• _Task directions_
Collect every line of the records below that contains the string "wall", copying each one in full. Case counts.
------ Data supplied
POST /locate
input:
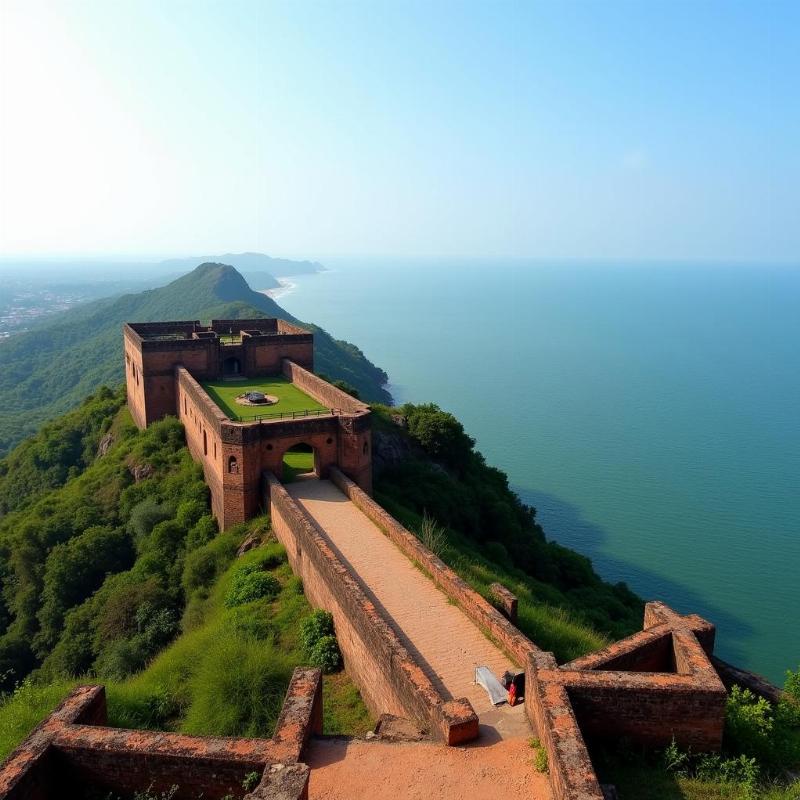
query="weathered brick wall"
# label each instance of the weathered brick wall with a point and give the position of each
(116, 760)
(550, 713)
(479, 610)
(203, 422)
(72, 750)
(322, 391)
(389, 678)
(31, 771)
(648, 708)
------------
------ Data supplied
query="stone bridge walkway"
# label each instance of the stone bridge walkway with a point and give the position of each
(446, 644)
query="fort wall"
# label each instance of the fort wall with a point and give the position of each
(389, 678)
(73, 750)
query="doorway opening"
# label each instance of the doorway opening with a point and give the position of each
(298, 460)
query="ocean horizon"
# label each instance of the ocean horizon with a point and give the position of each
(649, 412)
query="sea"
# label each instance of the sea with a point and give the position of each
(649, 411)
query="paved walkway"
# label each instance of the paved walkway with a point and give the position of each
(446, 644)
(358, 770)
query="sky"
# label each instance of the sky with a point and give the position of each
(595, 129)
------------
------ Data supplied
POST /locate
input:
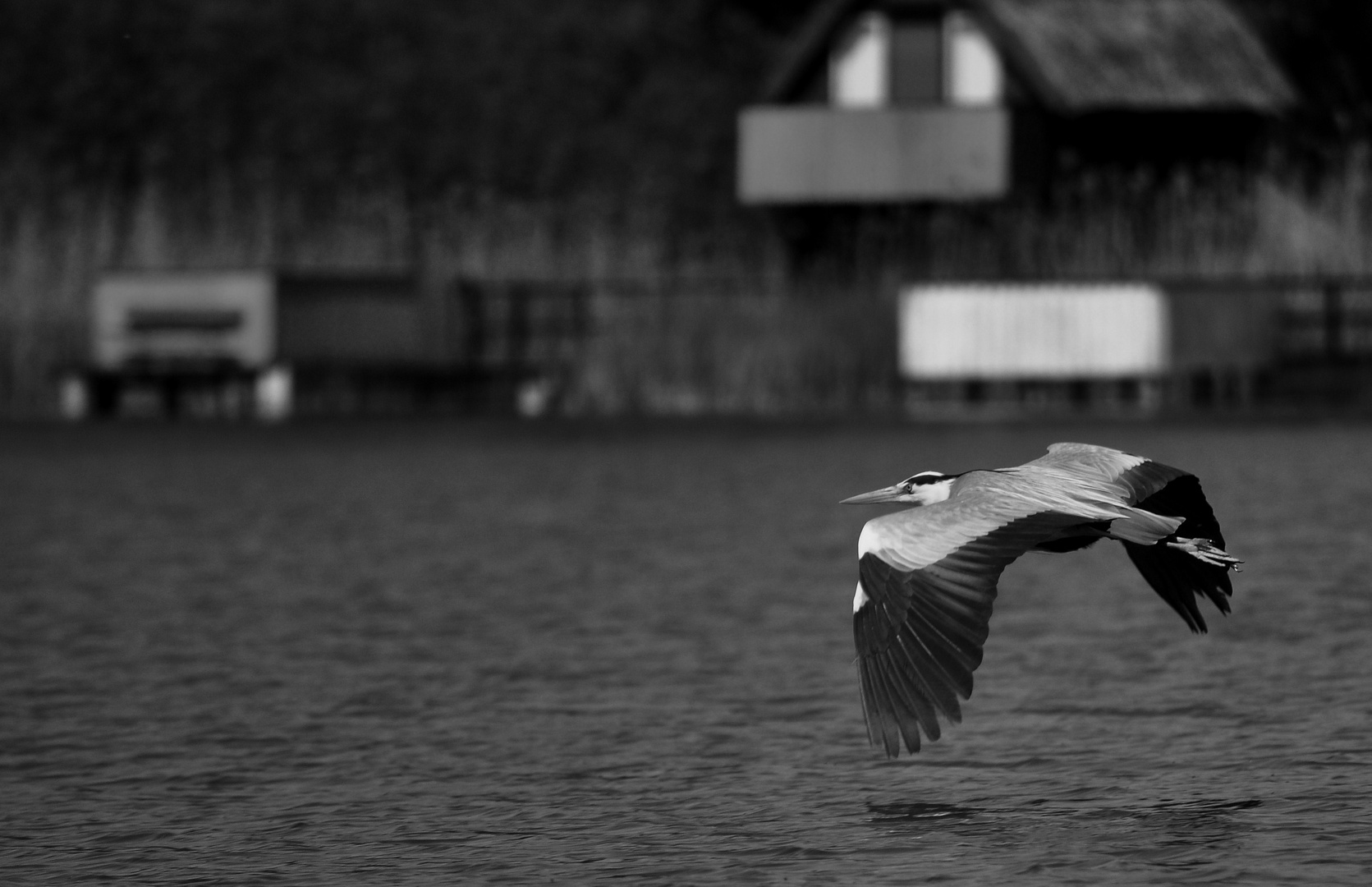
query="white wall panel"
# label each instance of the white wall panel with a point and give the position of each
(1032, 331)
------------
• _Answer for the task_
query="weathered brick wall"
# label each instance of the weathered brick wall with a point and give the position of each
query="fort wall"
# label each instance of the fort wall with a point and give the position of each
query="white wall panel"
# label each instance of the white wall panel with a point and give the position of each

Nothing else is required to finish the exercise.